** Start of Source text **
Numerous copyists of the Serbian Orthodox Church books - at
the term of the 17th and the beginning of the 18th centuries
- who worked in the monastery of Rača are named in Serbian
literature "The Račans".
* * *
The Austrian war against Turkey 1683-1699 was supported also
by the Serbians, who at that time were under the Turkish
yoke. After the Austrian defeat near Kačanik in 1689 they
began to withdraw towards the north and a multitude of the
Serbians joined them being led by Patriarch Arsenius
Čarnojević ('The Great Migration of the Serbians' in 1690).
** End of Source text **
→ **Set of tasks**:
1. According to the passage on the Račans, who led the Serbians who joined the withdrawing Austrians?
2. Write a continuation of the passage on the Račans, starting after its final sentence.
The listing that comes next is separate material and has no connection to the passage on the Račans.
** Start of Information provided **
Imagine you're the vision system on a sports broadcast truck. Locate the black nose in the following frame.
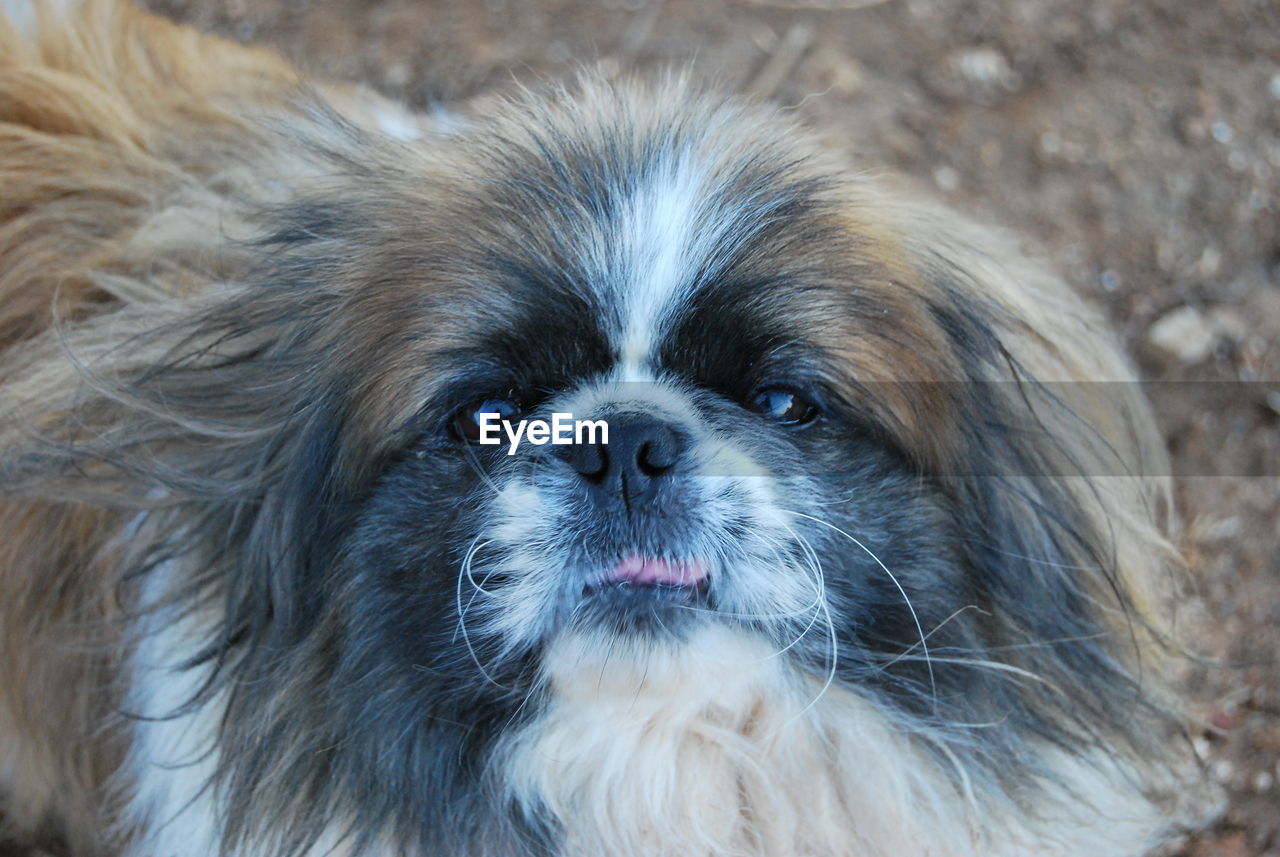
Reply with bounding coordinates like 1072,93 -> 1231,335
563,416 -> 684,508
** End of Information provided **
→ **Solved problems**:
1. Patriarch Arsenius Čarnojević led them.

2.
Consequently, the Serbians from southern regions migrated in
great crowds to the area of the Sava and Danube rivers, and
so they settled down in Bačka, Baranja and Slavonia. Some
Serbian settlements reached even to Budapest, and Szent
Endre (St. Andrew) was soon to become a cultural centre of
the Serbians in Hungary. With such a great migration of the
Serbian, the monks of Rača also went over to Hungary. At
first they settled down in Szent Endre, and later on they
withdrew and came further south, to the monastery of Beočin
(Syrmium) on the foothills of the Fruška Gora range, where
they continued the work of copying old manuscripts. Among
these monks from Rača three of them acquired special merit:
Jerotej Račanin, Kiprijan Račanin and Gabriel Stefanović
Venclović.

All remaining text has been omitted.